> [DATA SUPPLIED]
=-=-=-=-=
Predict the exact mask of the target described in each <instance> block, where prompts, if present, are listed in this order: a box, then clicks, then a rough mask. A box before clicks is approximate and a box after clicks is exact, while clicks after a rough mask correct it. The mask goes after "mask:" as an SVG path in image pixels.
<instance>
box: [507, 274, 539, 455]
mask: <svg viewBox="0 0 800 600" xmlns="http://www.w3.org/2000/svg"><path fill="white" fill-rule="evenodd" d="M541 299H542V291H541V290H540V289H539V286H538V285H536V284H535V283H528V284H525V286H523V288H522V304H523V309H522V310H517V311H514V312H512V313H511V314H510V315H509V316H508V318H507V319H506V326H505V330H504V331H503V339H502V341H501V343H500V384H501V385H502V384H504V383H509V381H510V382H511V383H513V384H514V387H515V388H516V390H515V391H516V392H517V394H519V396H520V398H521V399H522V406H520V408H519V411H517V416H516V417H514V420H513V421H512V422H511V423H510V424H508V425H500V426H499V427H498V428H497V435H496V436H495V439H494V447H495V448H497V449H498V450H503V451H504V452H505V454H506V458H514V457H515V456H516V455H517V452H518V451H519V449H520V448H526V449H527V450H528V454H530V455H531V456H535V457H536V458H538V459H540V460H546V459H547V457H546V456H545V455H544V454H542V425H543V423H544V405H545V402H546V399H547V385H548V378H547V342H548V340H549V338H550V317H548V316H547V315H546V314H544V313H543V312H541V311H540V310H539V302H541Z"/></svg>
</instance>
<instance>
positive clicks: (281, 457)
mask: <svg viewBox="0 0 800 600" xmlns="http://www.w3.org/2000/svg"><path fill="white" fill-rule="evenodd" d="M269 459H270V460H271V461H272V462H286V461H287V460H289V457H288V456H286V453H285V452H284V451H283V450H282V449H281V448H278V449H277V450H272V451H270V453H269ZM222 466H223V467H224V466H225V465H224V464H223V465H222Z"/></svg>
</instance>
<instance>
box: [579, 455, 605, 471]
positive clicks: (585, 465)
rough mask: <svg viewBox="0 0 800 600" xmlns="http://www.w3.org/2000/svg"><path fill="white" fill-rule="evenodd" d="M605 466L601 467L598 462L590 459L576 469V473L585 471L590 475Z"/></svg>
=-=-=-=-=
> [EXERCISE DIRECTIONS]
Report each line of the listing above that uses the word "rough".

> [ANSWER SPACE]
Predict the exact mask of the target described in each <instance> block, where prompts, if present, are listed in this order: a box, then clicks, then a rough mask. A box before clicks is approximate and a box after clicks is exact, while clicks after a rough mask correct it. The mask goes after "mask:" as an SVG path in image pixels.
rough mask: <svg viewBox="0 0 800 600" xmlns="http://www.w3.org/2000/svg"><path fill="white" fill-rule="evenodd" d="M605 466L601 467L598 462L590 459L576 469V473L585 471L590 475Z"/></svg>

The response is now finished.